• Available data:
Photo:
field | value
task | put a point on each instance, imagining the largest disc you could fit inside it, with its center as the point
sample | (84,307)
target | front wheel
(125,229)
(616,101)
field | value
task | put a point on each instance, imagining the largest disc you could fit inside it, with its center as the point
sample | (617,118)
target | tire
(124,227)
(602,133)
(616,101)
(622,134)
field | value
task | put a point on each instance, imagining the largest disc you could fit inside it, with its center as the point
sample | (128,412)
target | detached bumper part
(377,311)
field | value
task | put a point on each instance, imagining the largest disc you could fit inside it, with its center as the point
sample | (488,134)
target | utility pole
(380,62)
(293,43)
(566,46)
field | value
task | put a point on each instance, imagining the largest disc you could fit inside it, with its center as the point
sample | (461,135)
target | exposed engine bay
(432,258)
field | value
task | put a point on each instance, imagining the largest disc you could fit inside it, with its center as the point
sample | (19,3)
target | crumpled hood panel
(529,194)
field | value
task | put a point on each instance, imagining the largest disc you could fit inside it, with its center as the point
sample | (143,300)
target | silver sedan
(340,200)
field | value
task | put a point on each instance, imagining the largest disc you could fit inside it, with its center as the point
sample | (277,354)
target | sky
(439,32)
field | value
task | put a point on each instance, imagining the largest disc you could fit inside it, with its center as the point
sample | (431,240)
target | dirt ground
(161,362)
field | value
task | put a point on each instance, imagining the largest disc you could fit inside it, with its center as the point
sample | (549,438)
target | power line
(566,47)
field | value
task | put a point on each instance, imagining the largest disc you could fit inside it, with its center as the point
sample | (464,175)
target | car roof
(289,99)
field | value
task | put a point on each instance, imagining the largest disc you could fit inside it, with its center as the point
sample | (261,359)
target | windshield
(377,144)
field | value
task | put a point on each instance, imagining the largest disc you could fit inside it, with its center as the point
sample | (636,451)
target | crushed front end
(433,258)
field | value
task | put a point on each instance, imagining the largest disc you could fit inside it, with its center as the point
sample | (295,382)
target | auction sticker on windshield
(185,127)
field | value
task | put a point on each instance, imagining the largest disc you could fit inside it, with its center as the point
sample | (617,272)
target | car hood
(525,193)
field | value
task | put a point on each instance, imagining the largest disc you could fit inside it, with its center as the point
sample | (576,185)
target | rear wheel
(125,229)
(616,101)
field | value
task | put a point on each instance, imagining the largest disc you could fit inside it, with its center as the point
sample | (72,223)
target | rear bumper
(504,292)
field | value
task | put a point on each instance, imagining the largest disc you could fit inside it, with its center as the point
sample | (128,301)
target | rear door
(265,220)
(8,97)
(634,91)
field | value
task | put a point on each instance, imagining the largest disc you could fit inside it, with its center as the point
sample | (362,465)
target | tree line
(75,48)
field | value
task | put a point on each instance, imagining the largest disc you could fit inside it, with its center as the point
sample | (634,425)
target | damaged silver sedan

• Exercise directions:
All of the data needs to be printed once more, exactly.

• Task output:
Photo:
field | value
task | put a point on each instance, imagining the largest disc you could fit inside it, with its center as the point
sample | (84,307)
target | front wheel
(125,229)
(616,101)
field | value
task | put a point on each instance, imagining the largest disc you could fit inside it, with its center as the point
sample | (617,118)
target | tire
(124,227)
(602,133)
(616,101)
(622,134)
field | value
task | put a point on each instance, imagining the largest disc you could fit inside it, with its center as the point
sample | (128,412)
target | detached bumper part
(377,311)
field | value
task | put a point on each instance, imagining the largest disc you could fit inside it, with its center as the point
sample | (488,134)
target | utility pole
(380,62)
(293,43)
(566,46)
field | value
task | put a point on each instance, imagining the largest disc you could fit inside it, with its center as the point
sample | (461,135)
target | exposed engine bay
(432,258)
field | value
task | put a point on each instance, imagining the largest disc you could fit inside it, with its center as the point
sample | (19,3)
target | crumpled hood panel
(529,194)
field | value
task | put a point on each instance, imagining the largest disc you could fit inside it, with its center as the point
sample | (143,300)
target | silver sedan
(340,200)
field | value
task | put a point on each instance, imagining the largest disc you could fit inside it, with its center as the point
sample | (277,354)
target | sky
(439,32)
field | value
task | put a point on each instance, imagining the largest disc you could fit inside it, with its center as the point
sample | (431,240)
target | dirt ground
(161,362)
field | value
task | put a point on each instance, imagining the largest disc you could fit inside it, with its center as the point
sample | (549,438)
target | power line
(566,47)
field | value
task | put a point on each instance, imagining the largest disc you could fit inside it, with its center as the point
sample | (464,175)
target | car roof
(289,99)
field | value
task | put a point on each instance, imagining the largest disc you could fit inside it, with its center as the point
sample | (261,359)
target | windshield
(377,144)
field | value
task | put a point on each instance, imagining the largest disc you could fit inside it, with its center as the point
sample | (636,451)
target | crushed front end
(433,258)
field | value
task | put a point on each instance, imagining the largest disc you could fit inside it, with its center as the point
sample | (295,382)
target | auction sticker on windshield
(185,127)
field | value
task | put a point on each instance, imagining the largest disc you could fit inside it, with its center as the point
sample | (617,272)
target | car hood
(525,193)
field | value
task | put a point on each instance, imagining the largest disc you could fit inside it, with its center as the point
sample | (576,185)
target | rear wheel
(125,229)
(616,101)
field | value
task | put a point on each instance, imagining the largest disc you could fit inside it, with its center as the point
sample | (72,223)
target | rear bumper
(504,292)
field | value
task | put a point on each instance, imagining the largest disc you could fit inside it, with its center as the point
sample | (128,301)
target | rear door
(265,220)
(8,97)
(634,91)
field | value
task | put a point on each instance, imagining the largest disc you could fit inside it, with its center as the point
sample | (362,465)
target | tree line
(75,48)
field | value
task | put a point on each instance, imagining the largest disc you could fit inside it, with its center as the point
sample | (634,425)
target | damaged silver sedan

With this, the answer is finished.